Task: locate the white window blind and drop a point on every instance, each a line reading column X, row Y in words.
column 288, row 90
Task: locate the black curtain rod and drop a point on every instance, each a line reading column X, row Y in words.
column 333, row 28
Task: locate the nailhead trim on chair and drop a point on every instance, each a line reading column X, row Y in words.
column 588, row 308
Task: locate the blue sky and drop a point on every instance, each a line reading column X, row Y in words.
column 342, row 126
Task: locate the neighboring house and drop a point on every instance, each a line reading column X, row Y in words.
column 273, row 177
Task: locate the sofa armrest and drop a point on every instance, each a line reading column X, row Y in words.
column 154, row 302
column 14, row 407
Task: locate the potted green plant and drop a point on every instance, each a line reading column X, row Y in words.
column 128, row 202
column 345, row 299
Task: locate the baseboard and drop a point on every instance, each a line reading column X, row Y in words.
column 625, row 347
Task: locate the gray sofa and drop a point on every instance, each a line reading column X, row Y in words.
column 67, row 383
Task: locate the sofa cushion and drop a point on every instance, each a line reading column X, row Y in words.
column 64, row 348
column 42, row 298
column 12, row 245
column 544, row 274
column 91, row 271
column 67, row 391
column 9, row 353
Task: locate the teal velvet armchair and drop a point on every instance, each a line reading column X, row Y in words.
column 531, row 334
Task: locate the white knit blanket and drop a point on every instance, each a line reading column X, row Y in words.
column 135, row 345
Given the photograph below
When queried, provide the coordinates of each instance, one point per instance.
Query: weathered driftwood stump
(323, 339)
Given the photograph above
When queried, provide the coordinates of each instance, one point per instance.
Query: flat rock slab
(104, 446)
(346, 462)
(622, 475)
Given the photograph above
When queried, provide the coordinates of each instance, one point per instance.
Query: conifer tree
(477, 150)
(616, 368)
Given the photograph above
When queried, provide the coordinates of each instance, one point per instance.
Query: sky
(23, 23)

EXERCISE:
Put the records from the first line through the line containing "column 333, row 28", both included, into a two-column CSV with the headers "text" and "answer", one row per record. Quote each field and replace any line breaks with spaces.

EXPECTED OUTPUT:
text,answer
"Task: locate the white window blind and drop a point on every instance, each a line reading column X, row Y in words.","column 288, row 90"
"Task: locate the black curtain rod and drop a point on every instance, each a line reading column X, row Y in words.","column 333, row 28"